- [TASK INSTRUCTIONS]
1. Copy the passage of the ESBL study excerpt between "The potential information" and "directly from MIC-results.", inclusive, without changing a word.
2. In the ESBL study excerpt, how many laboratories did the included isolates come from?

(SELECTED PASSAGE)

The potential information loss and prolonged time-to-detection could be addressed with machine learning (ML). Recent years saw the introduction of several promising ML-model applications for clinical microbiology (Abu-Aqil et al., 2023; Lee et al., 2021; Lee et al., 2023), but to date no study has reported a model to predict the outcome of the ESBL-confirmation test. The current time-to-detection can be drastically reduced with an ML-model (providing instant predictions) based on MIC-results of automated antimicrobial susceptibility testing (AST) systems that are readily available when the ESBL-confirmation test would be conducted.

The aim of this study was to reduce the time to ESBL-confirmation among patients with infections caused by gram-negative bacteria by means of a ML-model that can accurately predict the outcome of phenotypic ESBL-confirmation tests directly from MIC-results.

Materials and methods

Data source and population and study design

We performed a study using data that are being prospectively collected by the Dutch national laboratory-based surveillance system for antimicrobial resistance (ISIS-AR) (Altorf-van der Kuil et al., 2017). ISIS-AR is a combined initiative by the Dutch National Institute for Public Health and the Environment (RIVM) and the Dutch Society of Medical Microbiology (NVMM). In this system AST data are collected monthly from laboratories based in Netherlands.

We extracted data on three bacterial species: E. coli, K. pneumonia, and P. mirabilis. The included isolates were sampled in the period 2013 until 2022 and collected from 49 different laboratories serving academic hospitals, general hospitals and non-hospital institutions. Species identification was performed by Maldi-Tof systems [Bruker MALDI biotyper^® (Bruker) or Vitek MS^® (BioMerieux)]. Inclusion criteria were availability of results from automated AST and phenotypic ESBL-confirmation.

(End SELECTED PASSAGE)
(DATA LISTING)

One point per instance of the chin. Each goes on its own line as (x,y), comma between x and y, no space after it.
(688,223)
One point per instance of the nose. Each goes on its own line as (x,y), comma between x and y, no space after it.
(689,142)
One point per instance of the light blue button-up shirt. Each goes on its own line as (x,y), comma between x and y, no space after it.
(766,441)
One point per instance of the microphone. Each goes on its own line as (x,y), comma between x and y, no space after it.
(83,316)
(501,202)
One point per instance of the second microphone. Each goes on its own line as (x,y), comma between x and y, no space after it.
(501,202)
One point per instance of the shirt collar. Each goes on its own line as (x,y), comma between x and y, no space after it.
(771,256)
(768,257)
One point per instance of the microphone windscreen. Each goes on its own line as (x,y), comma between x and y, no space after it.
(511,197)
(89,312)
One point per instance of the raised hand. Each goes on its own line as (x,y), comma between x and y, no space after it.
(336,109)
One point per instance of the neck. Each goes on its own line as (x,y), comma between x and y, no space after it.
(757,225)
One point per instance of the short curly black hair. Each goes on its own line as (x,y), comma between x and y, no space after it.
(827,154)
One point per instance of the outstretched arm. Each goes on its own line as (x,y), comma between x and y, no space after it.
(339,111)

(End DATA LISTING)

- [SOLUTIONS FOR EACH TASK]
1.
The potential information loss and prolonged time-to-detection could be addressed with machine learning (ML). Recent years saw the introduction of several promising ML-model applications for clinical microbiology (Abu-Aqil et al., 2023; Lee et al., 2021; Lee et al., 2023), but to date no study has reported a model to predict the outcome of the ESBL-confirmation test. The current time-to-detection can be drastically reduced with an ML-model (providing instant predictions) based on MIC-results of automated antimicrobial susceptibility testing (AST) systems that are readily available when the ESBL-confirmation test would be conducted.

The aim of this study was to reduce the time to ESBL-confirmation among patients with infections caused by gram-negative bacteria by means of a ML-model that can accurately predict the outcome of phenotypic ESBL-confirmation tests directly from MIC-results.

2. 49 different laboratories.